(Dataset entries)
• • • •
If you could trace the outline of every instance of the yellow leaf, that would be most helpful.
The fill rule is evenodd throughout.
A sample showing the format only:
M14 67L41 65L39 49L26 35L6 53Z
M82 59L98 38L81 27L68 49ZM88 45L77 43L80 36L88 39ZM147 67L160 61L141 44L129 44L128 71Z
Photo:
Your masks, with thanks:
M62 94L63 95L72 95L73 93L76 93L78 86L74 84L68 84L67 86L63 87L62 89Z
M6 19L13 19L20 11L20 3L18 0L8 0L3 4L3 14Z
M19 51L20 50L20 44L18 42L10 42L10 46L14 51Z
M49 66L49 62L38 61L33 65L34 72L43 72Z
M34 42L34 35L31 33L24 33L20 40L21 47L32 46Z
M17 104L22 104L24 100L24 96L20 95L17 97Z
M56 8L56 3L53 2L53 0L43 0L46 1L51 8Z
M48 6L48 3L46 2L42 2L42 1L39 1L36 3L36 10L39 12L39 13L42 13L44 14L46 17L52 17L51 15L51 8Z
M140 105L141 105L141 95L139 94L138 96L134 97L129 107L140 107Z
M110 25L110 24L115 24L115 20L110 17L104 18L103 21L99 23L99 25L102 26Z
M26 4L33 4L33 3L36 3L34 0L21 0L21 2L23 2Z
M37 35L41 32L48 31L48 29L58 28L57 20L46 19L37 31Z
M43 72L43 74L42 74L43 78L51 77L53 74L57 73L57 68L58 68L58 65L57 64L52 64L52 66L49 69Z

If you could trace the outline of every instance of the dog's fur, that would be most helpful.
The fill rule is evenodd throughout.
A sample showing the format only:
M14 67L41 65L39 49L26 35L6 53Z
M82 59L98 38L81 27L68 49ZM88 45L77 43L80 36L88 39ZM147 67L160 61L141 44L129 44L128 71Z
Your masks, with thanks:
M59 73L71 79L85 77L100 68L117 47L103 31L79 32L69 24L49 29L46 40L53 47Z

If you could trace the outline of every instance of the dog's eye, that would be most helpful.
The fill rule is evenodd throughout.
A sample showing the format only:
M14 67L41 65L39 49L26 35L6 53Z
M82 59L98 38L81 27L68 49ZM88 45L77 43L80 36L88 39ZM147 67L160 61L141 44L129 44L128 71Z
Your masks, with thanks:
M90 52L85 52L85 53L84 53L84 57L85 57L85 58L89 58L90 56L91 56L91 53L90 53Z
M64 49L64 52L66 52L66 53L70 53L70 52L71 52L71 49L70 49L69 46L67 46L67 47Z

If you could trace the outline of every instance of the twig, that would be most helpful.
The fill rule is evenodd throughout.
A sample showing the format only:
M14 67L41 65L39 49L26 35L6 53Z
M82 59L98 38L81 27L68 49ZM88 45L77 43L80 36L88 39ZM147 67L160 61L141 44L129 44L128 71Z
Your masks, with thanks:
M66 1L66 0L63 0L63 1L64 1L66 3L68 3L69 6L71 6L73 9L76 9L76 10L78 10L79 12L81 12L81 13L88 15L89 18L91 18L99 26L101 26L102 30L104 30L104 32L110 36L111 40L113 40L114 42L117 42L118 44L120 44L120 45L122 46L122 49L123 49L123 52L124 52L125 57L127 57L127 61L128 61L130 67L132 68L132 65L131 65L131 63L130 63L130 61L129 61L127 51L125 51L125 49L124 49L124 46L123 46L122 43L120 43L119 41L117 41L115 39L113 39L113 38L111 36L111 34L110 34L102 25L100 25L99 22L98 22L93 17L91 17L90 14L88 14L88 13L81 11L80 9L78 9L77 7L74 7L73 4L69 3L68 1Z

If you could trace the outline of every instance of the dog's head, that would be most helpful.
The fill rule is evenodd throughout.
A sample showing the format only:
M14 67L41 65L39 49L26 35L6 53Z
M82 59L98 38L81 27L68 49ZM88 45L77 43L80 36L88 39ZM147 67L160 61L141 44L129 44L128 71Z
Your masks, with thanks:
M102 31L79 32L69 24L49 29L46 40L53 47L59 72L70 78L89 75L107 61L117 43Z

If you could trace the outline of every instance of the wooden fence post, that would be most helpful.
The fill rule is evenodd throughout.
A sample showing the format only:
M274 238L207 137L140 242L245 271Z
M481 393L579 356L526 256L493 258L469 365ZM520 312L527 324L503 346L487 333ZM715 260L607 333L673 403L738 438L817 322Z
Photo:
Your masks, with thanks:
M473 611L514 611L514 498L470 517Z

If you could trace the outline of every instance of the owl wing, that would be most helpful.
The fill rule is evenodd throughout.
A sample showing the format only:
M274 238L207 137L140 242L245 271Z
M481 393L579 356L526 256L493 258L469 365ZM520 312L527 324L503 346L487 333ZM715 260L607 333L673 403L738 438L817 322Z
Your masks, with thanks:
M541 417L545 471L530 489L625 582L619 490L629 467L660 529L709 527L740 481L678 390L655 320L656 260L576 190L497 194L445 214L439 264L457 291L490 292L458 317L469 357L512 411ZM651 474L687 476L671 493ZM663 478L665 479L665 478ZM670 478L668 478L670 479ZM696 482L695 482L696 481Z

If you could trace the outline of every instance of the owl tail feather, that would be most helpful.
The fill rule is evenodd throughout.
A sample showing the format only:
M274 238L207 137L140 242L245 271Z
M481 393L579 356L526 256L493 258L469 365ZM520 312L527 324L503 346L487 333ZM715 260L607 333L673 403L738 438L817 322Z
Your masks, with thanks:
• • • •
◆ Task prompt ◆
Retype the lines above without any changes, from the line containing "post, that would be most helpful." through the last line.

◆ Result of the task ◆
If you could trace the outline of every instance of the wooden fence post, that would be most helpful.
The fill rule is evenodd throughout.
A sample showing the format only:
M274 238L207 137L140 242L245 271Z
M481 393L579 356L526 256L493 258L469 365ZM520 312L527 324L503 346L487 333ZM715 260L607 333L673 403L738 438L817 322Z
Photo:
Your masks, with thanks:
M473 611L514 611L514 498L470 517Z

If you could trace the outline of every instance of the owl wing, that would be most helpful.
The fill rule is evenodd throughout.
A sample showing the format only:
M274 238L207 137L140 242L245 271Z
M481 393L579 356L526 256L493 258L469 365ZM520 312L527 324L503 346L487 333ZM715 260L607 333L673 403L738 438L817 322Z
Your masks, with thanks:
M541 417L545 471L530 489L625 582L619 490L629 467L660 529L709 527L740 481L678 390L655 320L656 260L576 190L497 194L445 214L439 264L457 291L490 292L458 317L469 357L512 411ZM651 474L687 476L671 493ZM663 478L665 479L665 478ZM670 478L668 478L670 479ZM696 482L695 482L696 481Z

If you could trace the outline of every instance of the owl tail feather, that would be most helpful.
The fill rule is evenodd throughout.
A sample showing the format only:
M274 238L207 137L140 242L245 271Z
M481 393L579 356L526 256L493 258L469 365ZM520 312L527 324L503 346L487 333ZM715 260L607 333L673 403L738 438L817 322Z
Your masks, with thanks:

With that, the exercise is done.